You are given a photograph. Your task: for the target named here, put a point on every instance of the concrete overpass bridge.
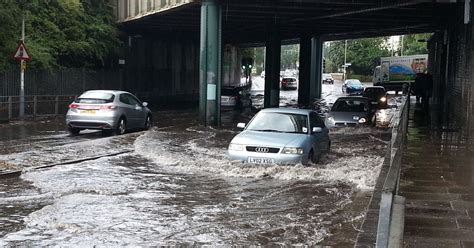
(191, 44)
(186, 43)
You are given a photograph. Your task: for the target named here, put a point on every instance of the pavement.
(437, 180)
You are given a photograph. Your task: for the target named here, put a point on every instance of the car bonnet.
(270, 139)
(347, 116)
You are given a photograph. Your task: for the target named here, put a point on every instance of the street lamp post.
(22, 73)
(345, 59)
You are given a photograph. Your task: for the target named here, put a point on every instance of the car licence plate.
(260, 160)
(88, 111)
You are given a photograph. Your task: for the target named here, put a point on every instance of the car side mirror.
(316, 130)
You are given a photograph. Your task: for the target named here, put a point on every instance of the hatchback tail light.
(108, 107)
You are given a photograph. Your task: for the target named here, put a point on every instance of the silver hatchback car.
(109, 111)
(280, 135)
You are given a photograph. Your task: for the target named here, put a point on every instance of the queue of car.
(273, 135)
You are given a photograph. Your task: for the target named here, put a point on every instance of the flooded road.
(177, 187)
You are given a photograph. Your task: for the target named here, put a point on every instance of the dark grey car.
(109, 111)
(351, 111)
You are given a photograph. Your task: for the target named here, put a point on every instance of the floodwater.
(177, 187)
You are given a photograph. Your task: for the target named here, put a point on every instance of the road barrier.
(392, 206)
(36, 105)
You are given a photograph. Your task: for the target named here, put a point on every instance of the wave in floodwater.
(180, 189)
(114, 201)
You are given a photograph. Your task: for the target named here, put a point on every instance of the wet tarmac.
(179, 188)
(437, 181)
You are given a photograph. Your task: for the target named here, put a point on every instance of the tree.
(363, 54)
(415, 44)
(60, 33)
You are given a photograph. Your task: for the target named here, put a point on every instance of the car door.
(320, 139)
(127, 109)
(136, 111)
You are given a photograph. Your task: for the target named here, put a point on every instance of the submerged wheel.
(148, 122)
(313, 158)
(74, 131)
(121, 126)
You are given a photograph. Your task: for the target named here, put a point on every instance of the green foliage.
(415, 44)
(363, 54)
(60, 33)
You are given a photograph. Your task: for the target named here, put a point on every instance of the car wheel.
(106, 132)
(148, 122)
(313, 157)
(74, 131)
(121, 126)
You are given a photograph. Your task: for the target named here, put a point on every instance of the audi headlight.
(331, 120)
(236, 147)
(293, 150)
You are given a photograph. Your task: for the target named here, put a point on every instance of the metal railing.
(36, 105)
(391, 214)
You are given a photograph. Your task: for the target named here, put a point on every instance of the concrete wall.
==
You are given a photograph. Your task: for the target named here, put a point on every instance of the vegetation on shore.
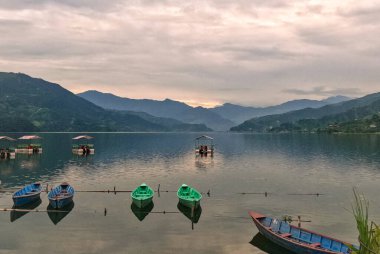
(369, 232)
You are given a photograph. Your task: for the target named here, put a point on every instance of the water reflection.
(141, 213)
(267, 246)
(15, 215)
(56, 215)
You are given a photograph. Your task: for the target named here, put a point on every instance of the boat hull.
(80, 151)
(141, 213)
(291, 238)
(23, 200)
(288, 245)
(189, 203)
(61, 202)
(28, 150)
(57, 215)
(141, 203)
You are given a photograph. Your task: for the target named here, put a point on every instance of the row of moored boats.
==
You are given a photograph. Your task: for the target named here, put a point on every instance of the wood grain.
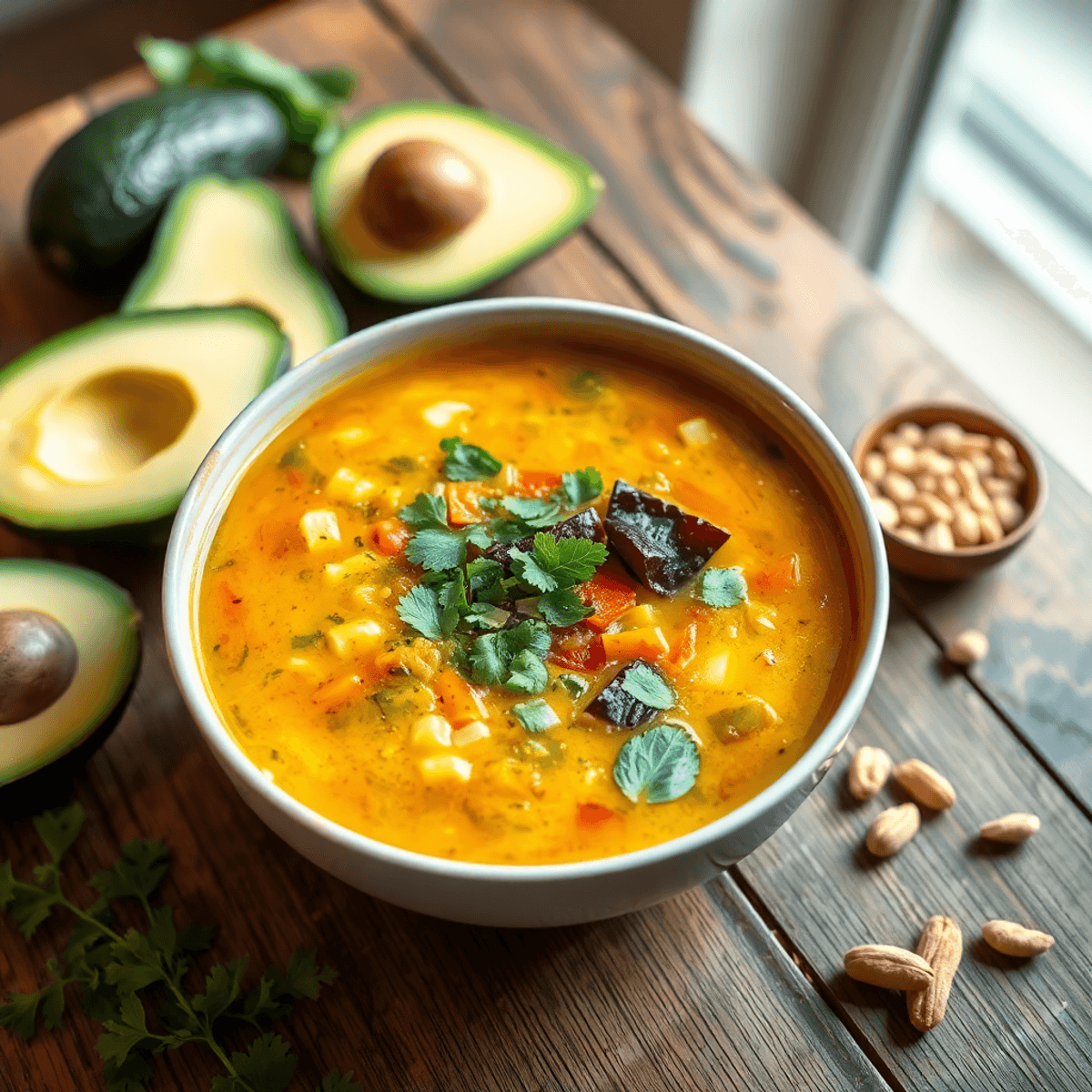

STATED EXERCISE>
Pull out every line of the records that contains the word "concrete", and copy each one unchanged. Match case exactly.

RESPONSE TO THE EXERCISE>
You are given a photograph. Your task: for the target named here, put a point on every instance of the concrete overpass bridge.
You are given a photograph. Your task: for the target named here, put a point on every instance of the concrete wall.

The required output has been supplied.